Data items
------------------------------------------------------------

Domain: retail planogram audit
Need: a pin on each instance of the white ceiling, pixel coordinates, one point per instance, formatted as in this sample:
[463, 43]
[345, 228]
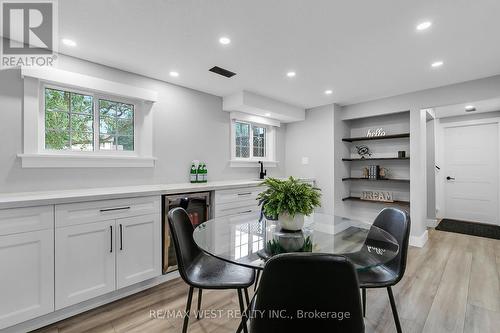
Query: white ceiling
[360, 49]
[487, 105]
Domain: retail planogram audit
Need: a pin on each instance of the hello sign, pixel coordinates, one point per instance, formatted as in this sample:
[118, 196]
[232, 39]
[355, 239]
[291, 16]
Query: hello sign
[382, 196]
[375, 132]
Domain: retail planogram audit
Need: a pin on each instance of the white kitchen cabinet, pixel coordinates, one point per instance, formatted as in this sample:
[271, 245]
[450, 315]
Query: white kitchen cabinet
[26, 264]
[27, 276]
[106, 245]
[85, 262]
[138, 254]
[235, 202]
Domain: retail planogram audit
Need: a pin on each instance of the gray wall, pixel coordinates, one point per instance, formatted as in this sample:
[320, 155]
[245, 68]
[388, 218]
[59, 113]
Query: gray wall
[453, 94]
[188, 125]
[313, 138]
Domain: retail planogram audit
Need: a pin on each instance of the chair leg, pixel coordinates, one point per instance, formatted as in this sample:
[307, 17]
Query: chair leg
[188, 309]
[242, 309]
[247, 298]
[363, 297]
[394, 310]
[199, 303]
[256, 280]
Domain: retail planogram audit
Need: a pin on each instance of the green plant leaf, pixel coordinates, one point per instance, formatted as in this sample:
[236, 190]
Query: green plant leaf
[289, 196]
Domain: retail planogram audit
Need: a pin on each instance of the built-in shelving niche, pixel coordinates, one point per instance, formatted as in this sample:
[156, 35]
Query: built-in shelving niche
[384, 152]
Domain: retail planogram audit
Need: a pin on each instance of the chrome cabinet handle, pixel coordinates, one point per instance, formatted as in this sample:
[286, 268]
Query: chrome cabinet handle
[111, 238]
[113, 209]
[121, 238]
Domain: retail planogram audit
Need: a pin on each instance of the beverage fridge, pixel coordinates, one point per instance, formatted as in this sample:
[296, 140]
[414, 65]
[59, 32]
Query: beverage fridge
[197, 205]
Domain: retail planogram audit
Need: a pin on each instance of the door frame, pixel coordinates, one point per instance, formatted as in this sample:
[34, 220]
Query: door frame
[440, 147]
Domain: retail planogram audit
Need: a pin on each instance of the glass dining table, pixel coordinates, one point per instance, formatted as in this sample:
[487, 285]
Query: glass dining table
[250, 241]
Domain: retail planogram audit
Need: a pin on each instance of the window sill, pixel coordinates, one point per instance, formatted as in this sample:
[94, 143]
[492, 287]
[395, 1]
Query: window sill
[251, 164]
[44, 160]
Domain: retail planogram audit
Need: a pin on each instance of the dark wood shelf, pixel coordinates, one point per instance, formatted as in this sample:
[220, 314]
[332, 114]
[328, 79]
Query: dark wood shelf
[358, 199]
[377, 180]
[376, 159]
[385, 137]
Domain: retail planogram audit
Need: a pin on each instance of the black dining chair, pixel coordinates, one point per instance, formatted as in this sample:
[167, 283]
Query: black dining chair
[397, 223]
[304, 292]
[201, 270]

------------------------------------------------------------

*SHORT PROBLEM*
Copy the entries exactly. Leave out the images.

*RESULT OF THIS TASK*
Domain: retail planogram audit
Need: a pin on each instance of the white ceiling, pixel coordinates, one point per instance, formatted as in this sample:
[463, 43]
[345, 228]
Query: white ceiling
[360, 49]
[487, 105]
Domain: retail planogram audit
Need: a pin on each instance of the hello sign, pixel coordinates, one point per instance, formatted as in this sample:
[118, 196]
[232, 39]
[355, 239]
[291, 16]
Query: hello sign
[382, 196]
[375, 132]
Domain: retail planogram audit
Need: a pin on each instance of the white kitchen cabinet, pixel coordinates, one point per instance, formatted as in this sample:
[271, 245]
[450, 315]
Query: white kitchen cabinet
[26, 264]
[27, 276]
[106, 245]
[85, 262]
[138, 254]
[235, 202]
Domain: retail planogram audit
Need: a pin on each instance of the gray wall, pixel coordinates, one point per instance, formatted as in this sample:
[320, 155]
[245, 68]
[388, 218]
[59, 113]
Query: gray wall
[453, 94]
[188, 125]
[313, 138]
Domain: retail planogram audit
Need: a pin on each instance of the chair leg, pixel coordinates, one point per instance, formatted as in this sample:
[307, 17]
Query: chair leg
[188, 309]
[242, 309]
[247, 298]
[363, 297]
[394, 310]
[199, 303]
[256, 280]
Domain: retail planogram audit
Need: a pin on each instance of the green plant leaf, pixel coordinates, one point per instance, formatted as in this sample:
[236, 190]
Query: green plant leaf
[289, 196]
Domain: retail planogram audit
Need: a pin on each instance of the built-in shelving niche, pixel coordinates, one point per instance, formatted as in this sample:
[156, 35]
Query: built-in shelving niche
[384, 152]
Domain: retail planogram audit
Need: a pin on each instance of the chrome cabinet handle, pixel coordinates, one point per instance, formatted as in this sample:
[286, 268]
Query: chrome cabinet handle
[111, 238]
[113, 209]
[121, 238]
Domain: retail planogram audit
Need: a pin on each instance of the beverage fridge, pixel coordinates, one point per instance, formatted as in this sample:
[296, 140]
[414, 65]
[59, 32]
Query: beverage fridge
[197, 205]
Domain: retail planogram audit
Need: a pin on each instance of the door frame, pixel coordinates, one point per instance, formatted as in this sample:
[34, 220]
Query: door frame
[440, 147]
Domain: retail planogram audit
Need: a pin on each instance of the glass dining table, pixel coordinates, one point per instance, formatted as in this sample:
[487, 285]
Query: glass dining table
[250, 241]
Domain: retail planogram audit
Need: a pin on each instance of the window sill, pixel coordinates, one point per instance, formatted as in this sample:
[94, 143]
[492, 287]
[395, 1]
Query: window sill
[251, 164]
[44, 160]
Domain: retail planogram audit
Need: a pin on each instance of the dark wood shelf, pixel coordinates, one point per instance, formatted as in this sample:
[220, 314]
[332, 114]
[328, 79]
Query: dark wood shelf
[358, 199]
[377, 180]
[376, 159]
[385, 137]
Domain: retail planogram audit
Need: a pin on each instance of the black dining chair, pixel coordinates, one point per instance, formatted as in this sample:
[167, 283]
Query: black dining chair
[397, 223]
[304, 292]
[201, 270]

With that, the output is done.